Germany rations testing
In Germany, on the other hand, schools and daycare centers are the only places where PCR tests are pooled — i.e., initially analyzed as a single batch. Yet, despite that labor-saving approach, laboratories are still frequently stretched beyond capacity, meaning deadlines cannot be met. There are also cases of samples going lost.
Now, with PCR test capacities so severely limited, access to the them is being restricted further still. On Monday, the German government declared vulnerable people, as well as health workers and caregivers, should be given priority. Everyone else will have to make do with rapid lateral flow tests — even though they often only return a positive result when a person is already highly infectious.
In German national news on Monday evening, Bavarian State Premier Markus Söder (CSU) said that this new approach will mean that the government will have "no idea how high the incidence rate really is" from here on out. To date, Germany has only recorded infections verified via PCR test.
|---|
Decide whether each statement agrees with the passage on German testing. For each, answer yes or no and quote the words that settle it. (a) In Germany, pooled PCR testing is used only in schools and daycare centers. (b) The German government said health workers and caregivers should get priority. (c) Germany has counted infections confirmed by rapid lateral flow tests.
|---|
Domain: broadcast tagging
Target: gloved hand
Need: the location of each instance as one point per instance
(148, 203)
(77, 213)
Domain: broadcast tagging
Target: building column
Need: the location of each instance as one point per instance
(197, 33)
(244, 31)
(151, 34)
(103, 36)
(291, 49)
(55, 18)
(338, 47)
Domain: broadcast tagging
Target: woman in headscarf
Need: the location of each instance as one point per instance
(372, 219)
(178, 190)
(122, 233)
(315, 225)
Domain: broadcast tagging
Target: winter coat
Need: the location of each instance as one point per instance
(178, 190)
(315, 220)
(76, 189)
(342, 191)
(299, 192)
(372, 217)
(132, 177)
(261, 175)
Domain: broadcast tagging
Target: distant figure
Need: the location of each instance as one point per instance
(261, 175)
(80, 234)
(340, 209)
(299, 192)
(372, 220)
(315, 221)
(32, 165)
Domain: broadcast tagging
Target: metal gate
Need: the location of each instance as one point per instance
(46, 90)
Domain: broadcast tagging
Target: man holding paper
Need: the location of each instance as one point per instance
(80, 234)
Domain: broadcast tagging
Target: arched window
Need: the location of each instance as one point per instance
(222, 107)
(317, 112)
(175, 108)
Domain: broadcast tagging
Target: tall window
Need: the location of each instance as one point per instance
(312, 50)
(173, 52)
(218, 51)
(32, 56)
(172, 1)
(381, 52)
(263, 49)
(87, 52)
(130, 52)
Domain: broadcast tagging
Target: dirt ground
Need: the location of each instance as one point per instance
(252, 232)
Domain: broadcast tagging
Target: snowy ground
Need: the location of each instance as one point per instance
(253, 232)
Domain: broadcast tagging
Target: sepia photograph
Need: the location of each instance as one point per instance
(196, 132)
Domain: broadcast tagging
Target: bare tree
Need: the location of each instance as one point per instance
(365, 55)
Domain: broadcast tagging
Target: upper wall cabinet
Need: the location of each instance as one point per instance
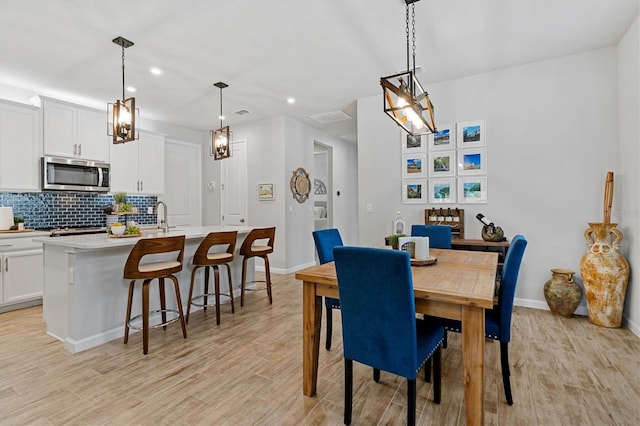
(74, 131)
(20, 147)
(138, 167)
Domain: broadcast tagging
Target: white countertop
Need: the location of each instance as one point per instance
(27, 234)
(102, 241)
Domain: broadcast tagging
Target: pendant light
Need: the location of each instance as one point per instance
(221, 143)
(122, 116)
(405, 101)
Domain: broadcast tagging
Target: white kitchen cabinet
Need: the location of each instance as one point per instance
(138, 167)
(74, 131)
(20, 147)
(22, 277)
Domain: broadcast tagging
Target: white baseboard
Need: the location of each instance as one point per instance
(582, 310)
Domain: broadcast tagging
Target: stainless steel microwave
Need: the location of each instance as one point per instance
(74, 174)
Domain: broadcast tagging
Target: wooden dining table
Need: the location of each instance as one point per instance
(459, 285)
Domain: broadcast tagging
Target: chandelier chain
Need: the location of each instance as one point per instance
(123, 97)
(413, 34)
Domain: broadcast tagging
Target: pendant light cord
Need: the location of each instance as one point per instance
(123, 98)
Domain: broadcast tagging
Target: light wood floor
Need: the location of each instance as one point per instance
(248, 370)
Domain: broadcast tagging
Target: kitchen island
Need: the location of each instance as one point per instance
(85, 296)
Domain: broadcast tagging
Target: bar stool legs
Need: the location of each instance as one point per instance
(207, 294)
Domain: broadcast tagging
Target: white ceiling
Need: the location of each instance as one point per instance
(324, 53)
|---|
EXERCISE ANSWER:
(a) Yes: "schools and daycare centers are the only places where PCR tests are pooled"
(b) Yes: "the German government declared vulnerable people, as well as health workers and caregivers, should be given priority"
(c) No: "To date, Germany has only recorded infections verified via PCR test."